Benson is a village and civil parish in South Oxfordshire, England. The 2011 Census recorded the parish's population as 4,754. The village is about a mile and a half (2.4 km) north of Wallingford, at the foot of the Chiltern Hills and by the confluence of a chalk stream, Ewelme Brook, and the River Thames, next to Benson Lock.

Being on the northern and eastern banks of the Thames, Benson was unaffected by the 1974 boundary changes between Berkshire and Oxfordshire. The village is built on river silts and gravel, just above surrounding marshy land that gives the nearby settlements of Preston Crowmarsh, Crowmarsh Gifford, and Rokemarsh their names. The fertile land which surrounds the village meant that farming was the main source of employment until the 20th century.

The brook that runs through the village is home to trout and to the invasive American signal crayfish.

■ WHAT YOU NEED TO DO
Reproduce the passage on Benson, a village in South Oxfordshire, word for word.

■ SUPPLIED MATERIAL
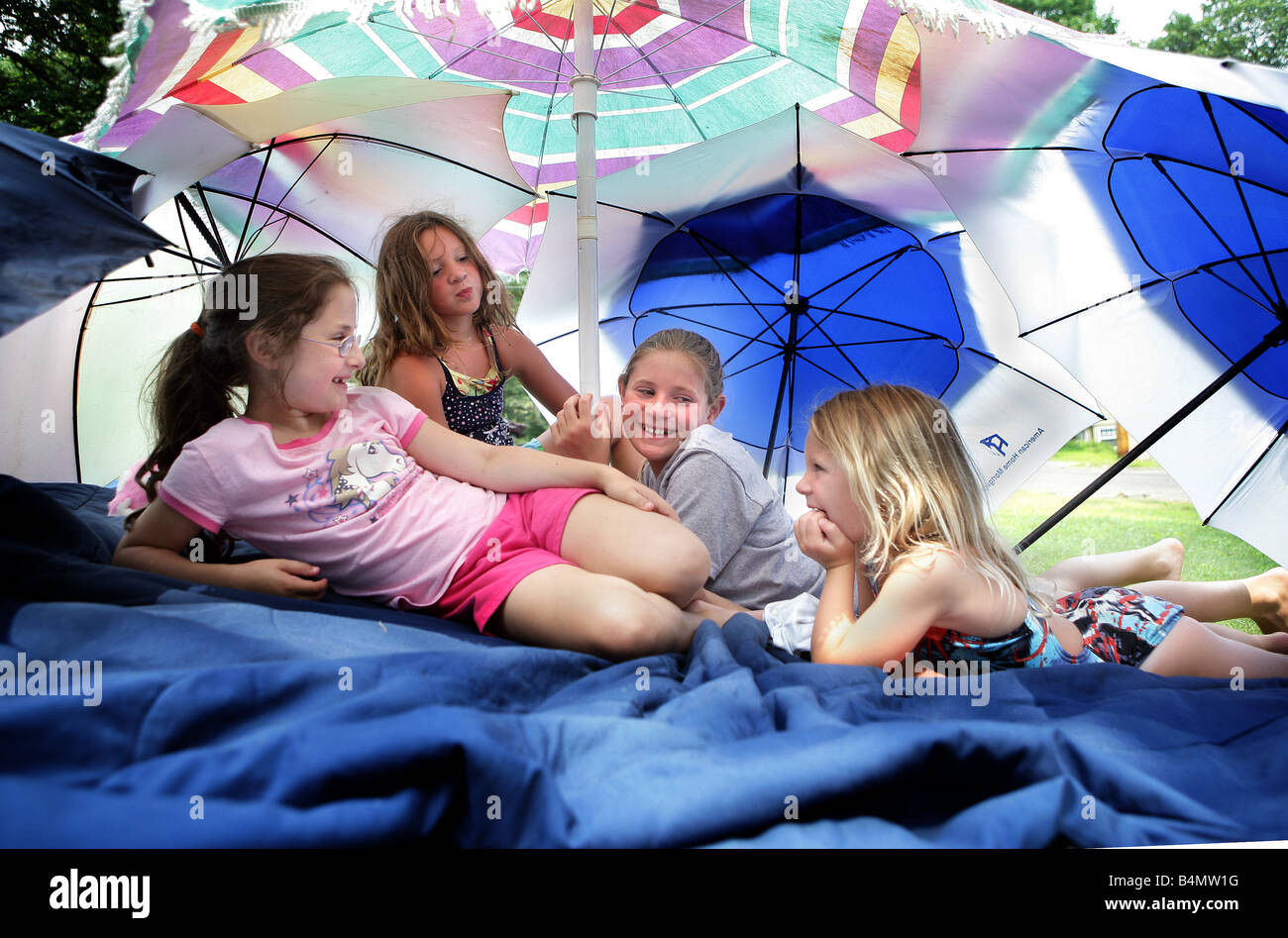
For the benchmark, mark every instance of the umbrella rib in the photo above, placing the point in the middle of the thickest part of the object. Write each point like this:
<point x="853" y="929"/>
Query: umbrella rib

■ CORRECT OUTPUT
Benson is a village and civil parish in South Oxfordshire, England. The 2011 Census recorded the parish's population as 4,754. The village is about a mile and a half (2.4 km) north of Wallingford, at the foot of the Chiltern Hills and by the confluence of a chalk stream, Ewelme Brook, and the River Thames, next to Benson Lock.

Being on the northern and eastern banks of the Thames, Benson was unaffected by the 1974 boundary changes between Berkshire and Oxfordshire. The village is built on river silts and gravel, just above surrounding marshy land that gives the nearby settlements of Preston Crowmarsh, Crowmarsh Gifford, and Rokemarsh their names. The fertile land which surrounds the village meant that farming was the main source of employment until the 20th century.

The brook that runs through the village is home to trout and to the invasive American signal crayfish.